--- Texto base ---
Disseram-me que Quentin Tarantino mora nas conversas verborrágicas, nas falas naturais, fluídas, corriqueiras, nos interlóquios ágeis e rápidos feito jogo de pingue-pongue de entre chineses, cheios de referências, ironias e pitadas de filosofia pop, nos diálogos propositalmente longos e arrastados para criar um ambiente de tensão e angústia no telespectador.
Há tempos não me encontrava com Quentin Tarantino. Aproveitando a dica que me deram, fui bater à sua porta em Era Uma Vez em... Hollywood.
Não ouvi rajadas verbais, discursos braváticos nem papo de bêbados nem
tiradas sarcásticas. Só pronunciamentos formais e solenes, ensaiados,
coreografia mecânica de balé russo. Quentin Tarantino não estava em
casa.
Informaram-me
que Quentin Tarantino mora na narrativa não-linear, mora nos fragmentos
das cenas dos vários núcleos de seus personagens, aparentemente sem
nenhuma relação entre si, que exibe fora de ordem e separadas e que, no
final, costuram-se em perfeita tapeçaria, em um refinado vitral em
mosaico, e tudo faz sentido.
Há tempos não via Quentin Tarantino. Seguindo a indicação, fui tocar sua campainha em Era Uma Vez em... Hollywood.
--- Dados registrados ---
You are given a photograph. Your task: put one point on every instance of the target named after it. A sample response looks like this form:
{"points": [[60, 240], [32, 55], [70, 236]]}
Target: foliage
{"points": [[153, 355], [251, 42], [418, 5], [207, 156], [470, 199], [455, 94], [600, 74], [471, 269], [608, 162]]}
---
* [Enunciado]:
No texto sobre Quentin Tarantino, quem narra enumera o que não ouviu em Era Uma Vez em... Hollywood. Liste todos esses itens.

* [Resposta correta]:
- rajadas verbais
- discursos braváticos
- papo de bêbados
- tiradas sarcásticas